EXERCISE DIRECTIONS –
Transcribe every one of the items below line for line, keeping each character unchanged.
== == ==
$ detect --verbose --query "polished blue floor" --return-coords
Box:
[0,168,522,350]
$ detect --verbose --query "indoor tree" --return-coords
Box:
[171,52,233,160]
== == ==
WRITTEN RESPONSE –
$ detect --verbose --query "polished blue floor" --return-coords
Box:
[0,168,522,350]
$ detect --verbose --query "indoor tree" --return-coords
Box:
[171,52,233,160]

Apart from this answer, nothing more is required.